⟨

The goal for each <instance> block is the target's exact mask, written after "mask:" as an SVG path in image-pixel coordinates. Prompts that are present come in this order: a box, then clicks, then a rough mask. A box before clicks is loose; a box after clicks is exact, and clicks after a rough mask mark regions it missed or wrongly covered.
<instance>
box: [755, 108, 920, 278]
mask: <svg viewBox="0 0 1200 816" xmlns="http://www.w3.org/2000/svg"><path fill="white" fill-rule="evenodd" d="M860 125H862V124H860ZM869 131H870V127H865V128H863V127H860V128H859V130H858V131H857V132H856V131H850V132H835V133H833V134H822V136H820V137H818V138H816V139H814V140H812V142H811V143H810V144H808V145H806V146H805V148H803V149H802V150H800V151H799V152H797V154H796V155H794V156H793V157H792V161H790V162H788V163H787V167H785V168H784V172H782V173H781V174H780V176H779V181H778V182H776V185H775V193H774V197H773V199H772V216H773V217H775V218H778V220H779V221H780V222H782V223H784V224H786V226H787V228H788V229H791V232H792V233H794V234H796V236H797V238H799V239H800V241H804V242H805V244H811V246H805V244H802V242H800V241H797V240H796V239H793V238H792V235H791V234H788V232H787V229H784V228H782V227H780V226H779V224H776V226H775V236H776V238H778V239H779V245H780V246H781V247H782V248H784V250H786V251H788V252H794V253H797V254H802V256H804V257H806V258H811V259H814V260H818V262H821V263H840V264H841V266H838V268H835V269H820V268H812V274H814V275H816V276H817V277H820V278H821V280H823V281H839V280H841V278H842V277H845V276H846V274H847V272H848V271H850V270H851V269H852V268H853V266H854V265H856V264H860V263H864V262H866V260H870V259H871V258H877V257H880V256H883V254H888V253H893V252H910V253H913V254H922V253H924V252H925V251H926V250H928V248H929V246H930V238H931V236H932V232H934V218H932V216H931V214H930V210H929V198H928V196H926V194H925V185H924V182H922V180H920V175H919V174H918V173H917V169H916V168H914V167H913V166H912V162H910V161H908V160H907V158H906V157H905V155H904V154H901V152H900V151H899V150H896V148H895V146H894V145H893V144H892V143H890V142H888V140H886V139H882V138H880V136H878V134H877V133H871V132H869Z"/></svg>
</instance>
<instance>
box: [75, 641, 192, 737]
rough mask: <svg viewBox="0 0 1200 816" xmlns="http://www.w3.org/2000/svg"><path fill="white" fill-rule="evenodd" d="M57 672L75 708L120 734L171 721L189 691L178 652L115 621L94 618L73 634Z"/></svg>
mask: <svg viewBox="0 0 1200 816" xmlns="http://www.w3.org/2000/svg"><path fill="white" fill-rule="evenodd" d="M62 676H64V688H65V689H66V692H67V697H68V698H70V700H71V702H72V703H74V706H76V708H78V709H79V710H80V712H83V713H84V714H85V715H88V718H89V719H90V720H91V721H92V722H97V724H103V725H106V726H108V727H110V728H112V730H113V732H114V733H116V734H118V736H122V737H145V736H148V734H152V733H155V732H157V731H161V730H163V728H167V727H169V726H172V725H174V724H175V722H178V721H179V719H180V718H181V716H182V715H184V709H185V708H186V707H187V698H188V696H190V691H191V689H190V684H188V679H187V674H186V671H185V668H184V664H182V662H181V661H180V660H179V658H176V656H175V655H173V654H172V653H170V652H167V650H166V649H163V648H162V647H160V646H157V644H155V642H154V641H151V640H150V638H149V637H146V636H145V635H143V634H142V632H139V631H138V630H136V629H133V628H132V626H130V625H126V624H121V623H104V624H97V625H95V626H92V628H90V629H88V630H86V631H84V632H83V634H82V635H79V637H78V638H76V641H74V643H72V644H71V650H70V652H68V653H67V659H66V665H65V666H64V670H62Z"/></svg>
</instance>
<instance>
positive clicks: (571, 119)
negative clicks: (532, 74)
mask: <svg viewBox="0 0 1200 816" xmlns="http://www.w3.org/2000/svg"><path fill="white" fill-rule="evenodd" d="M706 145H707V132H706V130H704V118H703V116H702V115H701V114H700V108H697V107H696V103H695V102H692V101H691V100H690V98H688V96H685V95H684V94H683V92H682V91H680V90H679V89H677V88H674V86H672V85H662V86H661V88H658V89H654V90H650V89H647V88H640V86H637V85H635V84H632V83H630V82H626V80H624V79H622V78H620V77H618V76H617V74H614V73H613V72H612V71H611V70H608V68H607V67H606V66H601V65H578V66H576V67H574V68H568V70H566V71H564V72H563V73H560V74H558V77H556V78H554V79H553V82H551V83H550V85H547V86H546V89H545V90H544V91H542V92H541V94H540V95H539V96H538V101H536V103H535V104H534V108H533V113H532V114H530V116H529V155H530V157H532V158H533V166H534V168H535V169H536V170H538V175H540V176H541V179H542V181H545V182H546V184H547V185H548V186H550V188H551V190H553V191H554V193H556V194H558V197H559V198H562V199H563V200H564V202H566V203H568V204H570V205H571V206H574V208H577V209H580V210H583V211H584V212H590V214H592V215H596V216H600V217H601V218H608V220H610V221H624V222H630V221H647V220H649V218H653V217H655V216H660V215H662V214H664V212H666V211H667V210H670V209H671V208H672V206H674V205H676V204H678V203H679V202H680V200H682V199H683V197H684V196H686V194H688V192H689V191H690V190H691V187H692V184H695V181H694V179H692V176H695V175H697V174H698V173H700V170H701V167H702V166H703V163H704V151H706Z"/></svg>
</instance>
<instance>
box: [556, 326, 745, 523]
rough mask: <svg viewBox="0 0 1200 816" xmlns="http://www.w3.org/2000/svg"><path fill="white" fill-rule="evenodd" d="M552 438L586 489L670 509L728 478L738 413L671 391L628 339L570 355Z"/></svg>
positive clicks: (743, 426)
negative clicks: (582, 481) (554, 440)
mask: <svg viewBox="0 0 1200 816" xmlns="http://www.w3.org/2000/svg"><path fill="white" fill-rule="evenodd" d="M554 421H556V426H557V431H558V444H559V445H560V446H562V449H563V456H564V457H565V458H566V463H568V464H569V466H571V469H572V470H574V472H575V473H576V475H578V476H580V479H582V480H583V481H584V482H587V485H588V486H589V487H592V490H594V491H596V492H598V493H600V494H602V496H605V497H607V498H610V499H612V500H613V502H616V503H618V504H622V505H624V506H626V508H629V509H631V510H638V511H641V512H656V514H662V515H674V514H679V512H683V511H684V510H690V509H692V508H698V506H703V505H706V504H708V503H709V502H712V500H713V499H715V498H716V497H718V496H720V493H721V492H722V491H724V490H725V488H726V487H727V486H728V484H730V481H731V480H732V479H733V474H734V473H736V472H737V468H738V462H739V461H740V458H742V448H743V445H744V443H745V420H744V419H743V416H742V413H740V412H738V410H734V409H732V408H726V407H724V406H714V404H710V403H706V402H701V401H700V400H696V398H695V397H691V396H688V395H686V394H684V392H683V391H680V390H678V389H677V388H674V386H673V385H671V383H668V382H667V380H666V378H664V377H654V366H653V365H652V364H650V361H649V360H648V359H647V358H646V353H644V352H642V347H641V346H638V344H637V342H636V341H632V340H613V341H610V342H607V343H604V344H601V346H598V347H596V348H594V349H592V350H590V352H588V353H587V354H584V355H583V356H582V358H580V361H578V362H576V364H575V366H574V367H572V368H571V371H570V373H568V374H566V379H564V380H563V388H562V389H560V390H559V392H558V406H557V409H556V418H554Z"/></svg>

⟩

§ **Exercise details**
Wherever the string "positive" appears in the listing above, show the whole line.

§ **Exercise result**
positive clicks: (571, 119)
positive clicks: (743, 426)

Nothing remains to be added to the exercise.